TEXT SECTION ::
The coupling between adjacent resonators formed in the corresponding resonance regions can be adjusted by properly selecting the width of the boundary part of the cavity.


In this dielectric filter, the cavity surrounding the electrodeless areas is preferably formed into a cylindrical shape, and the width e of the boundary part of said cavity is determined such that e<2/(2fo) where fo is the resonant frequency
of the resonance regions and c is the velocity of light.


The cavity acts as a waveguide in which the cutoff frequency at the boundary part is given by c/(2fo).  Therefore, if the width e is selected such that e<c/(2fo), propagation of spurious waves through the boundary part is suppressed.


According to still another aspect of the invention, there is provided a duplexer characterized in that a dielectric filter comprising a dielectric resonator according to any of aspects of the invention and further comprising a signal input part
and a signal output part or a dielectric filter according to the above aspect of the invention is used as a transmitting filter or a receiving filter or both receiving and transmitting filters, the transmitting filter being disposed between a
transmission signal input port and an input/output port, the receiving filter being disposed between a received signal output port and the input/output port.


According to still another aspect of the present invention, there is provided a communication device characterized in that it includes an RF circuit having a dielectric resonator according to any of aspects of the invention, a dielectric filter
according to any of aspects of the invention, or a duplexer according to the aspect of the invention. 

BRIEF DESCRIPTION OF THE DRAWINGS


FIGS. 1A and 1B are schematic diagrams illustrating a dielectric resonator according to a first embodiment of the invention;


FIGS. 2A and 2B are schematic diagrams illustrating a dielectric resonator according to a second embodiment of the invention;


FIGS. 3A and 3B are schematic diagrams illustrating a dielectric filter according to a third embodiment of the invention;


FIGS. 4A and 4B respectively are graphs illustrating the characteristic of the dielectric filter shown in FIGS. 3A, 3B, and the prior art filter shown in FIGS. 9A and 9B;


FIGS. 5A and 5B are schematic diagrams illustrating a dielectric filter according to a fourth embodiment of the invention;


FIGS. 6A and 6B are schematic diagrams illustrating a dielectric filter according to a fifth embodiment of the invention;


FIGS. 7A and 7B are schematic diagrams illustrating a dielectric filter according to a sixth embodiment of the invention;


FIGS. 8A and 8B are schematic diagrams illustrating a dielectric filter according to a seventh embodiment of the invention;


FIGS. 9A and 9B are schematic diagrams illustrating a dielectric filter according to a conventional technique;


FIGS. 10A and 10B are schematic diagrams illustrating an example of the structure of a dielectric resonator according to a conventional technique wherein the electromagnetic field distribution is also shown in the figure;


FIG. 11 is a schematic diagram illustrating a duplexer according to the invention; and


FIG. 12 is a block diagram illustrating a communication device according to the invention.

THINGS TO DO ::
a. Transcribe the part of the dielectric filter text starting at "FIGS. 10A and" and ending at "to the invention.".
b. Summarize the dielectric filter text in two sentences.

EXCERPTED DATA ::

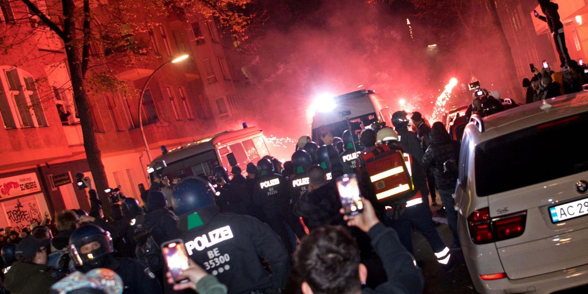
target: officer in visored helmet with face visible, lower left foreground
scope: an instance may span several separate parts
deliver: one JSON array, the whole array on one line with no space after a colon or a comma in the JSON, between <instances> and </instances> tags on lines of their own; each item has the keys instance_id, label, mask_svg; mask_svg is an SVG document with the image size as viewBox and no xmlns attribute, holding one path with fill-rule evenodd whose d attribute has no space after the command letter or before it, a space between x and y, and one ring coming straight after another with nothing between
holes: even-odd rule
<instances>
[{"instance_id":1,"label":"officer in visored helmet with face visible, lower left foreground","mask_svg":"<svg viewBox=\"0 0 588 294\"><path fill-rule=\"evenodd\" d=\"M74 230L69 237L69 255L77 270L107 268L121 276L123 294L163 293L159 280L149 268L136 259L115 258L110 233L88 224Z\"/></svg>"}]
</instances>

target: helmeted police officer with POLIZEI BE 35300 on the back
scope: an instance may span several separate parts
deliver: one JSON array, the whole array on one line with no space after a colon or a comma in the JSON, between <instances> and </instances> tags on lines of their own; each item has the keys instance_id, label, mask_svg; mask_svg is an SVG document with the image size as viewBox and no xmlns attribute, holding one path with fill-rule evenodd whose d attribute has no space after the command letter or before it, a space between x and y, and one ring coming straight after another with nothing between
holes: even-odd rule
<instances>
[{"instance_id":1,"label":"helmeted police officer with POLIZEI BE 35300 on the back","mask_svg":"<svg viewBox=\"0 0 588 294\"><path fill-rule=\"evenodd\" d=\"M199 178L179 183L173 200L188 255L229 294L270 294L285 287L288 253L268 225L252 216L220 213L214 188ZM271 275L261 259L270 264Z\"/></svg>"}]
</instances>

EXPECTED RESULTS ::
a.
FIGS. 10A and 10B are schematic diagrams illustrating an example of the structure of a dielectric resonator according to a conventional technique wherein the electromagnetic field distribution is also shown in the figure;


FIG. 11 is a schematic diagram illustrating a duplexer according to the invention; and


FIG. 12 is a block diagram illustrating a communication device according to the invention.

b. The width of the cavity's boundary part can be selected to adjust the coupling between adjacent resonators, and keeping that width below a value set by the resonant frequency suppresses spurious waves through the boundary part. The text also describes a duplexer and a communication device that use the dielectric resonator or filter, and lists FIGS. 1 through 12, which show the embodiments, conventional designs, a duplexer, and a communication device.